Stated exercise: Repeat all of the material exactly as given.

Recorded data:
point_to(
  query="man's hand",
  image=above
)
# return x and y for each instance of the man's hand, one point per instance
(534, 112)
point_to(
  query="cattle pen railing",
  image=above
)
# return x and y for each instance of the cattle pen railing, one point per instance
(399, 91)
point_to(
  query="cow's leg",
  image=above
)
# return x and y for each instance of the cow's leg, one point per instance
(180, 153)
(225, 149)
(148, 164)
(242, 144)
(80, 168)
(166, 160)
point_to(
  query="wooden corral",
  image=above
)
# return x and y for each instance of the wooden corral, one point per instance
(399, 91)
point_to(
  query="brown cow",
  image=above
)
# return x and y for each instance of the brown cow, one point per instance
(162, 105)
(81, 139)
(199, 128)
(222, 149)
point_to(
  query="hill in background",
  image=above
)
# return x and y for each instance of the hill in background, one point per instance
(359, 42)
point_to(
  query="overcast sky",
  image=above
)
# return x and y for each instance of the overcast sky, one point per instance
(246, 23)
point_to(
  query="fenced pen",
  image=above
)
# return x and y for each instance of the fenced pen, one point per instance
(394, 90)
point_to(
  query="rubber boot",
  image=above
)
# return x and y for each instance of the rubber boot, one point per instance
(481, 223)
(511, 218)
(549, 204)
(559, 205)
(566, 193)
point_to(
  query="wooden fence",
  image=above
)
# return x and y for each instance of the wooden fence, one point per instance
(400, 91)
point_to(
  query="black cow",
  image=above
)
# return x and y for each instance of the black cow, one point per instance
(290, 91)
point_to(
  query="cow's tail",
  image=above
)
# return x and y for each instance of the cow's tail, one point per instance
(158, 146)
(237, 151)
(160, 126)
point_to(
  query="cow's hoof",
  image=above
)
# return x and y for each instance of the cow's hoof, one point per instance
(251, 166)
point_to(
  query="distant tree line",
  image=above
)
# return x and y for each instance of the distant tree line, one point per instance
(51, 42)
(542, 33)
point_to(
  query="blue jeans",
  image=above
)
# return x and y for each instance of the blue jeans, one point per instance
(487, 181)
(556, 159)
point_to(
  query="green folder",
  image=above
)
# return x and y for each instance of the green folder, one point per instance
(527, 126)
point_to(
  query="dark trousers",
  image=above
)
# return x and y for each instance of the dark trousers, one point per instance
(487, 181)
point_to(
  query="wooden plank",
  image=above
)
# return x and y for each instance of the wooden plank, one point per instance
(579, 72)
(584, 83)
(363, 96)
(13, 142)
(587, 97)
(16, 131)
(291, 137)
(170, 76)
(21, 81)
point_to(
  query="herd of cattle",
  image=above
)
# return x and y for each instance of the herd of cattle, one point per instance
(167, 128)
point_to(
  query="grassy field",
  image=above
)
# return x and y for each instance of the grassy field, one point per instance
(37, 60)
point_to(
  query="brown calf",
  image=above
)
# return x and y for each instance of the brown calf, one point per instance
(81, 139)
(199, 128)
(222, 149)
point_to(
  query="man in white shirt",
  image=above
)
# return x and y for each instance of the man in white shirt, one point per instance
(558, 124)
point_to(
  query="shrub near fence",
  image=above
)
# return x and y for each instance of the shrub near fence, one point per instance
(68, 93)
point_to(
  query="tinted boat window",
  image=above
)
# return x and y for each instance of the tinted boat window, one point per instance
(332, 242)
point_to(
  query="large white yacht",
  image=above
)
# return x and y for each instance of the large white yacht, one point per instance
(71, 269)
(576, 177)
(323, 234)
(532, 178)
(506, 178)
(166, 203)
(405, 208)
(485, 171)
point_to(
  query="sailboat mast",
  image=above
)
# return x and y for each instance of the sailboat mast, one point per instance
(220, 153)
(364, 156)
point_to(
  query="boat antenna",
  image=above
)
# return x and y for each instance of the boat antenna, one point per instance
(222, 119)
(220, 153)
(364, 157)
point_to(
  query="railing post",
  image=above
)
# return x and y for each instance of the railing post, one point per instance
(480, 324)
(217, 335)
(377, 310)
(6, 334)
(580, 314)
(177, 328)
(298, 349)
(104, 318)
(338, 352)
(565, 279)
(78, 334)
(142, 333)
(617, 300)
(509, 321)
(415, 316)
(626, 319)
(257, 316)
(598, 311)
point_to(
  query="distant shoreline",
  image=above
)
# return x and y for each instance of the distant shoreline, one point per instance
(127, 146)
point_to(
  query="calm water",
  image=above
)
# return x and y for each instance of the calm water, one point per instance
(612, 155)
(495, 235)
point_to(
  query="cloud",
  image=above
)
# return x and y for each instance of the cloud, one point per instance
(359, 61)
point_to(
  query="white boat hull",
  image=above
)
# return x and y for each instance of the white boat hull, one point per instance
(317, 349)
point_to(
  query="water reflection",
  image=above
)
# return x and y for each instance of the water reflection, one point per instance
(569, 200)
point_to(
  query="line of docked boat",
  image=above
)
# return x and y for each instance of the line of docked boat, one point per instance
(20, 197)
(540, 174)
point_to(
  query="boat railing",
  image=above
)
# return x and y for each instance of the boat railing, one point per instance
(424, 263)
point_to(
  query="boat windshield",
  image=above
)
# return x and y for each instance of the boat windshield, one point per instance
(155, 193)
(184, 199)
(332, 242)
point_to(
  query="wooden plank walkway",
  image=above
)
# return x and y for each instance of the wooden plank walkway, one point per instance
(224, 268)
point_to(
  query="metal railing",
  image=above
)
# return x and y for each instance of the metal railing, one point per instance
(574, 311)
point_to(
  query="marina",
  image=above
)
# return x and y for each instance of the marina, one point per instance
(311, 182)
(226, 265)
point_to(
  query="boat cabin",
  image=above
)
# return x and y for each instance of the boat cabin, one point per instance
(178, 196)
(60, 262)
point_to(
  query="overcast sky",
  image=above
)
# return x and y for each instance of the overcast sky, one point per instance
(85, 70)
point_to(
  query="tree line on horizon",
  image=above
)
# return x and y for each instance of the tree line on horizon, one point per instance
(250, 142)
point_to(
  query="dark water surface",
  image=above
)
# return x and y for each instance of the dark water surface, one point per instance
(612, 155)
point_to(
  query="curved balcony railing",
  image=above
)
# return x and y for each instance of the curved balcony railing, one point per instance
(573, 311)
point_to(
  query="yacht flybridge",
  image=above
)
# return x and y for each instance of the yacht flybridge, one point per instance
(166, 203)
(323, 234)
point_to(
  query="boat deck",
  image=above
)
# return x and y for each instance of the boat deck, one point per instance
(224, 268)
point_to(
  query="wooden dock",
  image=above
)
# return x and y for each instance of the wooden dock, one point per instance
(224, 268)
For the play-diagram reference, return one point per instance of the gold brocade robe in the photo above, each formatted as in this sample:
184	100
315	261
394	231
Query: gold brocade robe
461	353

Task answer:
point_to(
  query="man's hand",
  image=above
)
# return x and y for each instance of the man's hand, one point per instance
(534, 112)
point_to(
  query="cattle pen railing",
  image=above
)
# return x and y for each instance of the cattle pen railing, one point per instance
(399, 91)
point_to(
  query="cow's leg",
  image=above
)
# return x and y for each instance of the cow's leg, one point per instance
(180, 153)
(225, 149)
(148, 164)
(242, 144)
(80, 168)
(166, 160)
point_to(
  query="wooden corral",
  image=above
)
# return x and y for each instance of the wooden corral, one point per instance
(399, 91)
point_to(
  query="brown cow",
  image=above
)
# return x and y for each instance of the brown cow, one point per instance
(162, 105)
(81, 139)
(199, 128)
(222, 149)
point_to(
  query="hill in background",
  image=above
)
# return x and y for each instance of the hill in background, one point per instance
(359, 42)
point_to(
  query="overcast sky",
  image=above
)
# return x and y for each instance of the overcast sky, one point per instance
(246, 23)
point_to(
  query="fenced pen",
  image=above
)
# return x and y for each instance of the fenced pen, one point per instance
(394, 90)
point_to(
  query="rubber boot",
  image=above
)
# return x and y for each instance of the rubber boot, one point per instance
(481, 223)
(511, 218)
(549, 204)
(559, 205)
(566, 193)
point_to(
  query="wooden fence",
  image=above
)
# return x and y for each instance of the wooden fence, one point per instance
(400, 91)
point_to(
  query="black cow",
  image=above
)
# return x and y for each instance of the black cow, one point per instance
(290, 91)
point_to(
  query="cow's tail",
  image=above
)
# return x and y for each instance of the cow's tail, one point per instance
(158, 146)
(237, 151)
(160, 126)
point_to(
  query="cow's hoof",
  image=above
)
# return x and y for each instance of the cow's hoof, one point per instance
(251, 166)
point_to(
  query="distant tree line",
  image=above
)
# return x and y for each instance of the distant tree line, one point per instance
(51, 42)
(542, 33)
point_to(
  query="blue jeans",
  image=above
)
# return x and y for each instance of the blue jeans, one point per instance
(487, 181)
(556, 159)
point_to(
  query="green folder",
  image=above
)
# return x and y for each instance of the green folder, one point per instance
(527, 126)
point_to(
  query="dark trousers",
  image=above
)
# return x and y for each instance of the dark trousers, one point per instance
(487, 181)
point_to(
  query="wooden plank",
  image=above
)
# return x and y for each instance of the wooden plank, one point per instance
(579, 72)
(584, 83)
(363, 96)
(13, 142)
(587, 97)
(16, 131)
(291, 137)
(170, 76)
(21, 81)
point_to(
  query="herd of cattle",
  image=above
)
# return x and y for each instance of the herd of cattle, one point per instance
(167, 128)
point_to(
  query="grassy field",
  image=above
)
# return x and y for each instance of the grassy field, one point per instance
(37, 60)
point_to(
  query="brown calf",
  image=above
)
# return x and y for each instance of the brown calf, one point per instance
(81, 139)
(199, 128)
(222, 149)
point_to(
  query="man in white shirt",
  image=above
)
# return x and y for each instance of the man in white shirt, one point per instance
(558, 124)
point_to(
  query="shrub near fence",
  image=above
)
# return x and y for each instance of the shrub near fence, one point per instance
(68, 93)
point_to(
  query="tinted boat window",
  image=above
)
# return x and y for each instance of the tinted boat window, one point per instance
(332, 242)
point_to(
  query="large white yacht",
  image=above
)
# return x and y for each instance of the large white yacht, one point per instance
(71, 269)
(576, 177)
(323, 234)
(532, 178)
(506, 178)
(166, 203)
(405, 208)
(485, 171)
point_to(
  query="sailboat mast",
  image=above
)
# return x and y for each instance of the sailboat mast, one point per instance
(220, 153)
(364, 156)
point_to(
  query="boat antenna",
  image=above
)
# return x and y for each instance of the boat antenna, one point per instance
(222, 119)
(220, 153)
(364, 157)
point_to(
  query="railing post",
  image=above
)
# return x and y for each instance of the railing post, one point per instance
(480, 324)
(217, 335)
(377, 310)
(6, 334)
(580, 314)
(177, 328)
(298, 349)
(104, 318)
(338, 352)
(565, 279)
(78, 334)
(142, 333)
(617, 300)
(509, 321)
(415, 316)
(626, 319)
(257, 316)
(598, 311)
point_to(
  query="distant shoreline",
  image=above
)
# return x and y for each instance of the distant shoreline, one point per instance
(127, 146)
point_to(
  query="calm water",
  image=above
)
# return x and y for each instance of the calm water, one point per instance
(612, 155)
(495, 235)
point_to(
  query="cloud",
  image=above
)
# return x and y for each instance of the cloud, one point per instance
(359, 61)
point_to(
  query="white boat hull",
  image=above
)
# return x and y for each instance of the white boat hull, one point per instance
(317, 349)
point_to(
  query="water reflection",
  image=above
)
# return x and y for each instance of the water reflection, one point per instance
(569, 200)
point_to(
  query="line of docked boat",
  image=above
)
# return x and y for each instance of the line of docked boat, one point per instance
(20, 197)
(540, 174)
point_to(
  query="boat railing",
  image=above
)
# return x and y for each instance of the boat railing, one point per instance
(424, 263)
point_to(
  query="boat windshield",
  image=above
)
# return x and y for each instance of the boat windshield, one point per instance
(155, 193)
(184, 199)
(332, 242)
point_to(
  query="wooden plank walkway",
  image=above
)
# return x and y for each instance of the wooden plank walkway, one point per instance
(224, 268)
point_to(
  query="metal railing",
  image=above
)
# return x and y for each instance of the metal railing, one point per instance
(574, 311)
point_to(
  query="marina",
  image=above
)
# return x and y for each instance of the marina, one point per instance
(311, 182)
(226, 265)
point_to(
  query="boat cabin",
  image=above
)
# return x and y for each instance of the boat cabin, one point per instance
(178, 196)
(60, 262)
point_to(
  query="overcast sky",
  image=above
)
# return x and y for each instance of the overcast sky, one point per instance
(85, 70)
point_to(
  query="tree line on horizon",
  image=above
)
# return x and y for each instance of the tree line on horizon, one point per instance
(250, 142)
point_to(
  query="dark water surface",
  image=above
)
# return x and y for each instance of the dark water surface, one point per instance
(612, 155)
point_to(
  query="curved balcony railing",
  image=above
)
# return x and y for each instance of the curved balcony railing, one point per instance
(573, 311)
point_to(
  query="yacht flybridge",
  image=above
)
# return x and y for each instance of the yacht flybridge, one point per instance
(166, 203)
(323, 234)
point_to(
  query="boat deck",
  image=above
)
# return x and y for each instance of the boat deck, one point per instance
(224, 268)
point_to(
  query="wooden dock",
  image=above
)
# return x and y for each instance of the wooden dock, one point per instance
(224, 268)
For the play-diagram reference, return one point per instance of the gold brocade robe in the photo above, each formatted as in this sample:
184	100
315	261
394	231
Query: gold brocade robe
461	353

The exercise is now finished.